_Texto para leer_
____________________

Walimai
Leyendo una entrada de Ana en la bitácora Alas y Balas, he recordado lo mucho que me impactó un cuento de Isabel Allende, incluido en el libro Cuentos de Eva Luna. Lo traigo hasta aquí, aunque sólo sea un trozo, porque es largo. Merece la pena, aunque es bastante duro:
...Me llevaron a trabajar con los caucheros, donde había muchos hombres de otras tribus, a quienes habían vestido con pantalones y obligaban a trabajar, sin considerar para nada sus deseos. El caucho requiere mucha dedicación y no había suficiente gente por esos lados, por eso debían traernos a la fuerza. Ése fue un período sin libertad y no quiero hablar de ello. Me quedé solo para ver si aprendía algo, pero desde el principio supe que iba a regresar donde los míos. Nadie puede retener por mucho tiempo a un guerrero contra su voluntad.
Se trabajaba de sol a sol, algunos sangrando a los árboles para quitarles gota a gota la vida, otros cocinando el líquido recogido para espesarlo y convertirlo en grandes bolas. El aire libre estaba enfermo con el olor de la goma quemada y el aire en los dormitorios comunes lo estaba con el sudor de los hombres. En ese lugar nunca pude respirar a fondo. Nos daban de comer maíz, plátano y el extraño contenido de unas latas, que jamás probé porque nada bueno para los humanos puede crecer en unos tarros. En un extremo del cmapamento habían instalado una choza grande donde mantenían a las mujeres. Después de dos semanas trabajando con el caucho, el capataz me entregó un trozo de papel y me mandó con ellas. También me dio una taza de licor, que yo volqué en el suelo, porque he visto cómo esa agua destruye la prudencia. Hice la fila, con todos los demás. Yo era el último y cuando me tocó entrar en la choza, el sol ya se había puesto y comenzaba la noche, con su estrépito de sapos y loros.
Ella era de la tribu de los Ila, los de corazón dulce, de donde vienen las muchachas más delicadas. Algunos hombres viajan durante meses para acercarse a los Ila, les llevan regalos y cazan para ellos, en la esperanza de conseguir una de sus mujeres. Yo la reconocí a pesar de su aspecto de lagarto, porque mi madre también era una Ila. Estaba desnuda sobre un petate, atada por el tobillo con una cadena fija en el suelo, aletargada, como si hubiera aspirado por la nariz el "yopo" de la acacia, tenía el olor de los perros enfermos y estaba mojada por el rocío de todos los hombres que estuvieron con ella antes que yo. Era del tamaño de un niño de pocos años, sus huesos sonaban como piedrecitas en el río. Las mujeres Ila se quitan todos los vellos del cuerpo, hasta las pestañas, se adornan las orejas con plumas y flores, se atraviesan palos pulidos en las mejillas y la nariz, se pintan dibujos en todo el cuerpo con los colores rojo del onoto, morado de la palmera y negro del carbón. Pero ella ya no tenía nada de eso. Dejé mi machete en el suelo y la saludé como hermana, imitando algunos cantos de pájaros y el ruido de los ríos. Ella no respondió. Le golpeé con fuerza el pecho, para ver si su espíritu resonaba entre las costillas, pero no hubo eco, su alma estaba muy débil y no podía contestarme. En cuclillas a su lado le di de beber un poco de agua y la hablé en la lengua de mi madre. Ella abrió los ojos y miró largamente. Comprendí.

____________________

Extracto de un conjunto de datos:
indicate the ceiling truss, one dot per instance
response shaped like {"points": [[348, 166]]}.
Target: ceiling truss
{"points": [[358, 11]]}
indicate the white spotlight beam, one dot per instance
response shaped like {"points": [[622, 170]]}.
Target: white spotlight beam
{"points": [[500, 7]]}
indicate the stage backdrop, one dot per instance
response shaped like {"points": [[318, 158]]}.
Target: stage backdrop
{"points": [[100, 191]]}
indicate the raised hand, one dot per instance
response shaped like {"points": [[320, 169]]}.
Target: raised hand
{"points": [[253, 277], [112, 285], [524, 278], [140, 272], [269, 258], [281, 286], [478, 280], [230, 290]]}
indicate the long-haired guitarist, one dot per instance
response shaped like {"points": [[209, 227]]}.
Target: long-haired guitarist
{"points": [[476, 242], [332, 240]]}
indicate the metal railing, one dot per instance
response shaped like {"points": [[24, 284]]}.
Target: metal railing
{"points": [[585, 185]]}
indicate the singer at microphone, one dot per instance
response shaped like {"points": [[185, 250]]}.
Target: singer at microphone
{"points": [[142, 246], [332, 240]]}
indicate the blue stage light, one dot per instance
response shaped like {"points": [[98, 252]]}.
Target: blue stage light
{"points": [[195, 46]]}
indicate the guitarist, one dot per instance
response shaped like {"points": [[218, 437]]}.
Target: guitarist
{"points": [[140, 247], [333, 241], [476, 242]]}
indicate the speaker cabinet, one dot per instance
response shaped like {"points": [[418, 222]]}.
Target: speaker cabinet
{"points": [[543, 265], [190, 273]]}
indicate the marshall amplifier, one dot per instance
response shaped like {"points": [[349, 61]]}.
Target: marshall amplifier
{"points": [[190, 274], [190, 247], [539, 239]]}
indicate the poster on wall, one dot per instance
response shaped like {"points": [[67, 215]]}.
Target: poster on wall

____________________

_Tareas propuestas_
(1) Responde estas preguntas sobre el texto «Walimai», por favor:
(a) ¿En qué libro se incluye el cuento de Isabel Allende?
(b) ¿Qué les daban de comer a los trabajadores del caucho?
(c) ¿De qué tribu era la madre de quien narra?
(2) Enumera todas las prácticas con que, según el texto «Walimai», las mujeres Ila arreglan su cuerpo.
(3) Escribe la continuación del texto «Walimai» a partir de la frase «Comprendí.».

_Respuestas_
(1)
(a) En Cuentos de Eva Luna.
(b) Maíz, plátano y el contenido de unas latas.
(c) De la tribu de los Ila.

(2)
- Se quitan todos los vellos del cuerpo, hasta las pestañas.
- Se adornan las orejas con plumas y flores.
- Se atraviesan palos pulidos en las mejillas y la nariz.
- Se pintan dibujos en todo el cuerpo con los colores rojo del onoto, morado de la palmera y negro del carbón.

(3)
Antes que nada me lavé sin malgastar el agua limpia. Me eché un buen sorbo a la boca y lo lancé en chorros finos contra mis manos, que froté bien y luego empapé para limpiarme la cara. Hice lo mismo con ella, para quitarle el rocío de los hombres. Me saqué los pantalones que me había dado el capataz. De la cuerda que me rodeaba la cintura colgaban mis palos para hacer fuego, algunas puntas de flechas, mi rollo de tabaco, mi cuchillo de madera con un diente de rata en la punta y una bolsa de cuero bien firme, donde tenía un poco de curare. Puse un poco de esa pasta en la punta de mi cuchillo, me incliné sobre la mujer y con el instrumento envenenado le abrí un corte en le cuello. La vida es un regalo de los dioses. El cazador mata para alimentar a su familia, él procura no probar la carne de su presa y prefiere la que otro cazador le ofrece. A veces, por desgracia, un hombre mata a otro en la guerra, pero jamás puede hacer daño a una mujer o a un niño. Ella me miró con grandes ojos, amarillos como la miel, y me parece que intentó sonreír agradecida. Por ella yo había violado el primer tabú de los Hijos de la Luna y tendría que pagar mi vergüenza con muchos trabajos de expiación. Acerqué mi oreja a su boca y ella murmuró su nombre. Lo repeti dos veces en mi mente para estar bien seguro pero sin pronunciarlo en alta voz, porque no se debe mentar a los muertos para no perturbar su paz, y ella ya lo estaba, aunque todavía palpitara su corazón. Pronto vi que se le paralizaban los músculos del vientre, del pecho y de los miembros, perdió el aliento, cambió de color, se le escapó un suspiro y su cuerpo se murió sin luchar, como mueren las criaturas pequeñas...
...Me llevaron a trabajar con los caucheros, donde había muchos hombres de otras tribus, a quienes habían vestido con pantalones y obligaban a trabajar, sin considerar para nada sus deseos. El caucho requiere mucha dedicación y no había suficiente gente por esos lados, por eso debían traernos a la fuerza. Ése fue un período sin libertad y no quiero hablar de ello. Me quedé solo para ver si aprendía algo, pero desde el principio supe que iba a regresar donde los míos. Nadie puede retener por mucho tiempo a un guerrero contra su voluntad.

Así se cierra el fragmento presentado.